But need things have turned out that way? And must we accept that they will go on marching in that direction—with every budget claiming a higher portion of the citizens’ wealth, the future mortgaged to debt, massive corporations “partnering” with government to ensure their future profits, and U.S. industries fleeing overseas to escape the crippling costs of operation—or importing cheaper, compliant workers (whose kids will quickly benefit from our welfare state, and at age 18 vote to expand it)? If so, there’s not much point in staying in the U.S., I’m afraid. One can find this sort of thing in France or Italy, where at least they have baroque architecture. If America doesn’t stand for a stark suspicion of tyranny and confiscation, then it stands for nothing at all.

As Allan Carlson writes in his fascinating Third Ways, there were alternative movements throughout the 20th century, and some of them deserve our continued attention. Distributism, which I mentioned briefly before, is particularly important since it draws on the deepest insights of genuine conservatives from Edmund Burke to the Agrarians, as well as the highly perceptive critiques presented by Catholic social teaching from Leo XIII through Pius XI.  It’s refreshing to note that those modern popes (unlike too many contemporary bishops) did not call for a potent bureaucracy to ameliorate social problems; instead, they urged the empowerment of individuals, especially fathers of families, that they might find their own answers to life’s challenges. This solution, and not dependency on the machinery of the State, the popes saw as suited to human dignity. Because of its theological underpinnings, Distributism resists the analytical, value-neutral social science practiced by the eminent Ludwig von Mises, insisting on a wider vision of man that is willing to make objective moral statements, and rank human activities according to some scale other than subjective satisfaction, mutual consent, and freedom of contract.

§ Supplied material
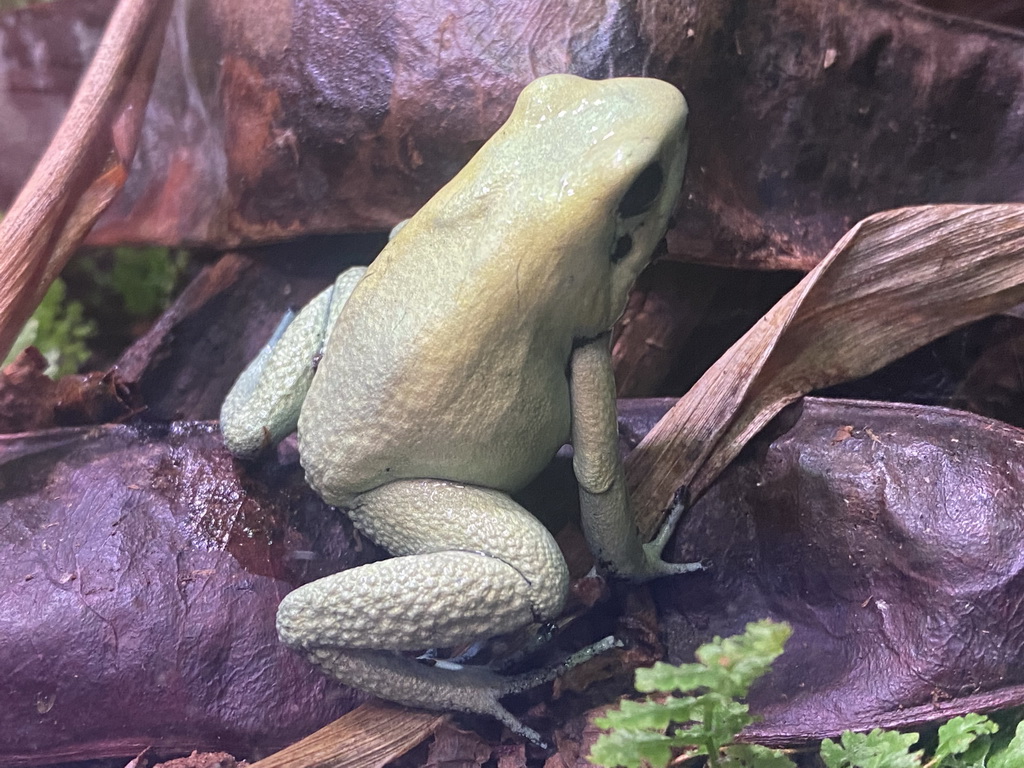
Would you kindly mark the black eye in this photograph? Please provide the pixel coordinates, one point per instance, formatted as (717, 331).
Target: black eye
(642, 193)
(623, 246)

§ Exercise instructions
1. In the Distributism passage, which popes mark the span of Catholic social teaching that the writer praises?
2. Extend the Distributism passage, starting after its last sentence.
The lines after the Distributism passage play no part in what is asked here.

§ Exercise results
1. Leo XIII through Pius XI.

2.
More importantly, the Distributists considered that the growing support in their time for radical tyranny stemmed from the economic helplessness experienced by the average “proleterianized” worker, or dispossessed farmer, who had no access to any means of production save the labor of his hands, and hence no source of security for himself and his family. While the socialists, fascists, and welfarists proposed to rectify this insecurity by making the State the guarantor of every individual’s well-being, the Distributists (here agreeing with libertarians) saw this as a deadly step toward bureaucratic domination of society. Instead, the head of a family must be given the means to guarantee his own family’s security. Insofar as State power would be used to bring this about, it would be acting against itself—empowering citizens so that they would not ever need to empower the State. This would help the modern state (to steal a phrase) “wither away.” Or so it was hoped.

Explained with brutal brevity, Distributists such as Chesterton and Belloc favored action by the State on the economy—though much less radical steps than those enacted by Franklin Roosevelt, not to mention the draconian measures socialists and fascists advocated. As Carlson explains, Distributist laws, had they been enacted, would have reduced concentrations of real estate and farms, diminished the competitiveness of chain stores and centralized industries, and encouraged the growth and flourishing of small farms, artisan workers, small businesses, and mom and pop shops. Distributists favored the confiscation of some land—most of which, in England, had been accumulated with the connivance of the State, or outright stolen from the Church, so it was already “tainted” from a property-rights perspective—and its division into small plots which could be worked by willing farmers. They also supported tax laws that favored small businesses over large, and strict laws forbidding mergers and “monopolies.” In postwar Europe, Röpke pressed for several such measures, but with no success. In their absence, the welfare state indeed grew up, as he’d predicted; as the family further fractured, the birth rate plummeted. Now the Continent itself is being colonized. Whether Distributist measures would have prevented this decline is hard to determine, since they have so infrequently been attempted. (One exception, Carlson notes, is the U.S. federal government’s promotion of home-ownership after World War II, which helped millions of Americans become home-owners. On the other hand, this development gave birth to the suburb.)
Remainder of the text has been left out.